● **Exercise prompt**:
Write each line of the material exactly as given, from the top through the line that contains "negative clicks: (1023, 272)", and omit all pictures.

● **Information given**:

+-------+

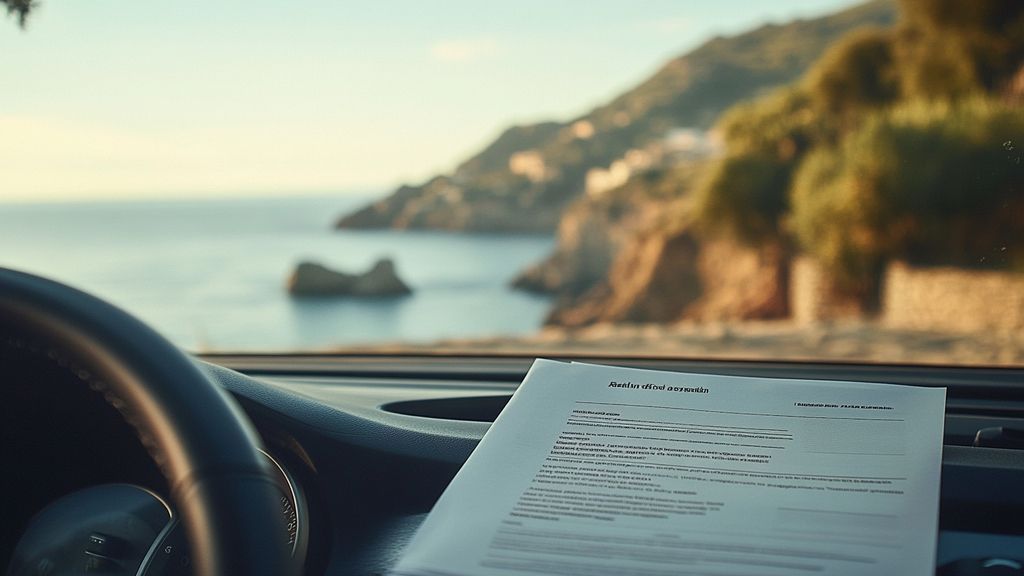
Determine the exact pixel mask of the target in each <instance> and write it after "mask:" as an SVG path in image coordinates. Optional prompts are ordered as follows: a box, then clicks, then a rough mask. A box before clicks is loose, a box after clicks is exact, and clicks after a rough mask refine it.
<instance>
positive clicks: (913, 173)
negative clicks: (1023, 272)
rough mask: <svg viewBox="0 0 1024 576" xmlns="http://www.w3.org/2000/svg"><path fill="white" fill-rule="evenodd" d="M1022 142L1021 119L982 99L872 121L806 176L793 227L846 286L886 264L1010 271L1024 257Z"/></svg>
mask: <svg viewBox="0 0 1024 576" xmlns="http://www.w3.org/2000/svg"><path fill="white" fill-rule="evenodd" d="M1022 138H1024V115H1022V114H1021V113H1020V110H1019V109H1017V108H1014V107H1011V106H1006V105H1000V104H997V102H995V101H993V100H989V99H984V98H980V97H976V98H971V99H967V100H964V101H961V102H959V104H954V105H953V104H934V102H933V104H927V102H923V101H918V102H913V104H908V105H903V106H900V107H898V108H896V109H893V110H891V111H888V112H882V113H878V114H874V115H872V116H871V117H869V118H868V119H867V121H866V122H864V124H863V125H862V127H861V128H859V129H857V130H855V131H853V132H851V133H850V134H848V135H847V137H846V138H845V139H844V140H843V142H842V143H841V145H840V146H838V147H828V148H820V149H818V150H815V151H814V152H812V153H811V154H809V155H808V157H807V158H806V160H805V161H804V162H803V163H802V164H801V166H800V168H799V169H798V170H797V173H796V175H795V176H794V184H793V189H792V196H791V202H790V203H791V205H792V214H791V216H790V217H788V218H787V227H788V228H790V229H791V230H792V232H793V233H794V234H795V236H796V238H797V240H798V242H799V244H800V245H801V246H802V247H803V249H804V250H806V251H808V252H810V253H812V254H814V255H815V256H817V257H818V258H819V259H820V260H821V261H822V262H823V263H825V264H826V265H827V266H829V268H830V269H831V270H833V271H834V272H835V273H836V274H837V275H838V276H839V277H840V278H841V279H844V280H846V281H849V282H859V281H863V280H864V279H865V277H866V276H867V275H869V274H871V272H872V271H874V270H877V268H878V266H879V265H880V264H881V262H883V261H884V260H887V259H890V258H903V259H907V260H909V261H911V262H915V263H923V264H955V265H968V266H979V265H981V266H987V265H1014V264H1015V262H1014V261H1012V258H1013V257H1014V255H1016V254H1020V253H1021V252H1022V251H1024V165H1022V160H1021V151H1020V149H1019V148H1018V147H1019V146H1020V143H1021V139H1022ZM1016 257H1017V258H1018V259H1020V256H1016ZM1016 263H1017V265H1019V264H1020V263H1021V262H1020V261H1018V262H1016Z"/></svg>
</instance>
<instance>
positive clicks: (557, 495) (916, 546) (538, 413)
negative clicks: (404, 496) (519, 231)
mask: <svg viewBox="0 0 1024 576" xmlns="http://www.w3.org/2000/svg"><path fill="white" fill-rule="evenodd" d="M944 407H945V389H944V388H924V387H913V386H899V385H890V384H868V383H857V382H834V381H814V380H788V379H774V378H748V377H727V376H712V375H701V374H679V373H670V372H658V371H651V370H636V369H628V368H610V367H604V366H593V365H586V364H574V363H573V364H565V363H559V362H552V361H545V360H539V361H537V362H536V363H535V364H534V367H532V368H531V369H530V371H529V373H528V374H527V376H526V379H525V380H524V381H523V383H522V385H520V386H519V388H518V390H517V392H516V393H515V395H514V396H513V397H512V400H511V401H510V402H509V404H508V406H507V407H506V408H505V410H504V411H503V412H502V414H501V415H500V416H499V418H498V419H497V420H496V421H495V423H494V425H493V426H492V427H490V429H489V430H488V431H487V434H486V435H485V436H484V438H483V440H482V441H481V442H480V444H479V446H478V447H477V449H476V450H475V451H474V452H473V454H472V456H471V457H470V458H469V460H468V461H467V462H466V464H465V465H464V466H463V468H462V469H461V470H460V471H459V474H458V475H457V476H456V478H455V480H454V481H453V482H452V484H451V485H450V486H449V488H447V489H446V490H445V492H444V494H443V495H442V496H441V498H440V499H439V500H438V501H437V504H436V505H435V506H434V508H433V510H432V511H431V512H430V515H429V516H428V518H427V520H426V521H425V522H424V524H423V525H422V527H421V528H420V530H419V532H418V533H417V535H416V536H415V537H414V539H413V541H412V542H411V543H410V545H409V546H408V548H407V549H406V551H404V554H403V557H402V560H401V561H400V562H399V563H398V565H397V567H396V568H395V569H394V573H395V574H402V575H407V574H408V575H417V576H423V575H438V576H439V575H461V576H478V575H479V576H486V575H519V576H521V575H523V574H550V575H559V576H577V575H595V576H618V575H636V576H670V575H672V576H676V575H700V576H748V575H757V576H772V575H787V576H792V575H800V574H807V575H818V574H826V575H851V576H853V575H856V576H862V575H872V576H885V575H890V576H914V575H919V576H926V575H928V576H931V575H933V574H934V573H935V551H936V550H935V546H936V540H937V531H938V505H939V474H940V467H941V453H942V426H943V413H944Z"/></svg>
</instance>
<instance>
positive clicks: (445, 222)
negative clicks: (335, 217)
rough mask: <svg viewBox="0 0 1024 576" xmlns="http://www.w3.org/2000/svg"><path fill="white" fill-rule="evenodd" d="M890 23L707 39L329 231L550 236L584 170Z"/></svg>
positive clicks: (827, 21)
mask: <svg viewBox="0 0 1024 576" xmlns="http://www.w3.org/2000/svg"><path fill="white" fill-rule="evenodd" d="M894 20H895V7H894V5H893V4H892V3H891V2H889V1H885V0H876V1H872V2H869V3H867V4H863V5H860V6H857V7H854V8H851V9H848V10H845V11H842V12H840V13H837V14H833V15H829V16H826V17H821V18H814V19H807V20H797V22H793V23H790V24H785V25H767V26H764V27H761V28H759V29H757V30H755V31H752V32H749V33H745V34H741V35H738V36H734V37H729V38H726V37H718V38H715V39H712V40H710V41H709V42H707V43H705V44H703V45H702V46H700V47H698V48H697V49H695V50H693V51H691V52H689V53H687V54H685V55H682V56H679V57H677V58H675V59H673V60H671V61H669V63H668V64H666V65H665V66H664V67H663V68H662V69H660V70H659V71H658V72H657V73H655V74H654V75H653V76H652V77H650V78H649V79H647V80H646V81H644V82H642V83H641V84H639V85H638V86H636V87H635V88H633V89H631V90H629V91H627V92H626V93H624V94H622V95H620V96H618V97H616V98H614V99H612V100H611V101H609V102H608V104H607V105H605V106H602V107H599V108H597V109H595V110H593V111H591V112H590V113H588V114H586V115H584V116H582V117H580V118H577V119H573V120H572V121H569V122H546V123H541V124H535V125H529V126H516V127H513V128H510V129H508V130H506V131H505V132H504V133H502V134H501V135H500V136H499V137H498V138H497V139H496V140H495V141H494V142H493V143H490V145H489V146H488V147H486V148H485V149H484V150H482V151H481V152H480V153H479V154H477V155H475V156H473V157H472V158H470V159H468V160H466V161H465V162H463V163H462V164H461V165H460V166H459V167H458V168H457V169H456V170H455V172H454V173H452V174H444V175H438V176H436V177H433V178H431V179H429V180H428V181H426V182H423V183H420V184H417V186H406V187H401V188H400V189H398V190H397V191H395V193H394V194H392V195H391V196H389V197H388V198H386V199H384V200H381V201H379V202H376V203H374V204H373V205H370V206H367V207H365V208H364V209H361V210H358V211H356V212H354V213H352V214H349V215H347V216H344V217H342V218H341V219H340V220H339V221H338V225H339V227H341V228H415V229H444V230H466V231H509V232H552V231H554V230H555V228H556V225H557V223H558V220H559V218H560V217H561V214H562V212H563V210H564V209H565V208H566V207H567V206H568V205H569V203H570V202H571V201H572V200H574V199H577V198H579V197H580V196H581V195H582V194H583V192H584V183H585V178H586V174H587V171H588V170H590V169H591V168H595V167H604V166H607V165H608V164H609V163H611V162H612V161H613V160H615V159H618V158H621V157H622V156H623V155H624V154H626V153H627V152H628V151H630V150H632V149H640V148H643V147H645V146H647V145H649V143H651V142H653V141H656V140H659V139H660V138H664V137H665V135H666V134H667V133H668V131H669V130H671V129H672V128H677V127H696V128H709V127H711V126H712V125H713V124H714V123H715V121H716V120H717V118H718V117H719V115H720V114H721V113H722V111H723V110H725V109H727V108H728V107H730V106H732V105H733V104H735V102H737V101H740V100H745V99H749V98H751V97H753V96H757V95H759V94H763V93H765V92H766V91H769V90H771V89H773V88H776V87H778V86H781V85H784V84H787V83H791V82H793V81H795V80H796V79H798V78H799V77H800V76H801V75H802V74H804V73H805V71H806V70H807V69H808V67H809V66H810V65H811V64H812V63H813V61H814V60H816V59H817V58H818V57H819V56H820V54H821V52H822V51H823V50H824V49H825V47H826V46H828V45H829V44H831V43H833V42H834V41H835V40H836V39H837V38H840V37H841V36H843V35H845V34H846V33H848V32H850V31H852V30H854V29H857V28H861V27H864V26H887V25H890V24H892V23H893V22H894ZM523 152H530V153H532V154H534V156H535V158H536V160H538V161H539V162H535V163H536V164H538V167H537V168H536V169H535V171H534V172H532V173H530V174H523V173H516V172H513V171H512V169H511V168H510V163H511V160H512V158H513V156H514V155H515V154H516V153H523Z"/></svg>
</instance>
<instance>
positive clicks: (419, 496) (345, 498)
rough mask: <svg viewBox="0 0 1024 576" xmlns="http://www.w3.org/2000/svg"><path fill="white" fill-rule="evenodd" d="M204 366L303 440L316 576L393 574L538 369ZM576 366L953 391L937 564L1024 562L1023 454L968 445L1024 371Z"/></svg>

+-------+

● **Reply**:
Determine the exact pixel mask of the target in each <instance> and write it after "mask:" as an SVG path in image coordinates. Optional prompts are ordered as follows: a box, then clicks, then a rough mask. A box before clicks is loose, a box after clicks is exact, and clicks after a rough mask refine it.
<instance>
positive clicks: (913, 173)
negative clicks: (1023, 272)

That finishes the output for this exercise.